* _Document segment_:
┄┄┄┄┄┄
Also the model you have is old - and its implementation of APIC in the BIOS,
along with how it is actually wired, might lead to the interrupt hammer problem.
The "fix" that I work on putting in FC (and main-line) is to blacklist this
model so that 'noapic' bootup option will always be choosen on this particular
machine. For that purpose I would need the result of 'dmidecode'. If you could
provide the output of running that command it would be much appreciated.
Completely agree that the timer interrupts are getting lost when APIC is used
(when the machine slows down, it's easily proven with sleep 1, which takes
around 50 seconds to return).
The dmidecode output is attached as "dmidecode-netvista-8305-42A.txt".
PS: Interestingly, "dmidecode > foo.txt" doesn't work (thro strace the output is
proven to go to fd 1), while "dmidecode | cat > foo.txt" does. Strange.
Created attachment 128826 [details]
DMI decode of IBM NetVista 8305-42A desktop
Sorry for taking so long. Please try this kernel without the 'noapic' parameter.
comment #8 refers to "noapic". I'm not familiar with it. where can I found more
info regarding that? does it have anything to do with ACPI?
I also have 5 IBM Netvista model 8305 which exhibiting similar problems. I have
disabled APM (Advanced Power Management) from inside the BIOS. It only has been
24 hours and no problems yet.
When the problem shows up, one can do multiple "date" command and see the system
clock keep going back and forth.
The 'noapic' is an option to turn of using the IO APIC for interrupts and
instead using the legacy PIC controller.
Did you by chance use the test kernel I posted in comment #15?
A new kernel update has been released (Version: 2.6.18-1.2200.fc5)
based upon a new upstream kernel release.
Please retest against this new kernel, as a large number of patches
go into each upstream release, possibly including changes that
may address this problem.
This bug has been placed in NEEDINFO state.
Due to the large volume of inactive bugs in bugzilla, if this bug is
still in this state in two weeks time, it will be closed.
Should this bug still be relevant after this period, the reporter
can reopen the bug at any time. Any other users on the Cc: list
of this bug can request that the bug be reopened by adding a
comment to the bug.
┄┄┄┄┄┄
* _Saved data entries_:

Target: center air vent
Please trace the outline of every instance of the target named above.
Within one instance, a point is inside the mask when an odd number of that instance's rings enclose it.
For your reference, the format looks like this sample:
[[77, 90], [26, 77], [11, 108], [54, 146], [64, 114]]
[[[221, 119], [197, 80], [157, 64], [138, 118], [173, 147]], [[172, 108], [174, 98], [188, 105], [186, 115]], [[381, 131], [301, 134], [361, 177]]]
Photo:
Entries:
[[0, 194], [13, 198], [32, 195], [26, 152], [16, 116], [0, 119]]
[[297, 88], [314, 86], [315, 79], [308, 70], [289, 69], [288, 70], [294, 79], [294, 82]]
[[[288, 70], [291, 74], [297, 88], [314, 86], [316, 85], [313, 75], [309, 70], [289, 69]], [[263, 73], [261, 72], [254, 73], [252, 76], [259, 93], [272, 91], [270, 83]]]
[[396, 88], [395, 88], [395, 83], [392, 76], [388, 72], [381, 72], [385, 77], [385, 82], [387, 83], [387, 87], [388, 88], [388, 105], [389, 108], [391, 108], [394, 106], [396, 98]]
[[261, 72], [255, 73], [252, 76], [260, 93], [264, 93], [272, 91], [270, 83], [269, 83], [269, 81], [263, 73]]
┄┄┄┄┄┄
* _Tasks for this exercise_:
**a.** In the bug thread, how long does "sleep 1" take to return when the machine slows down?
**b.** Write out the portion of the bug thread starting with "Due to the large" and going on through "to the bug.".

* _Solutions in order_:
**a.** Around 50 seconds.

**b.**
Due to the large volume of inactive bugs in bugzilla, if this bug is
still in this state in two weeks time, it will be closed.
Should this bug still be relevant after this period, the reporter
can reopen the bug at any time. Any other users on the Cc: list
of this bug can request that the bug be reopened by adding a
comment to the bug.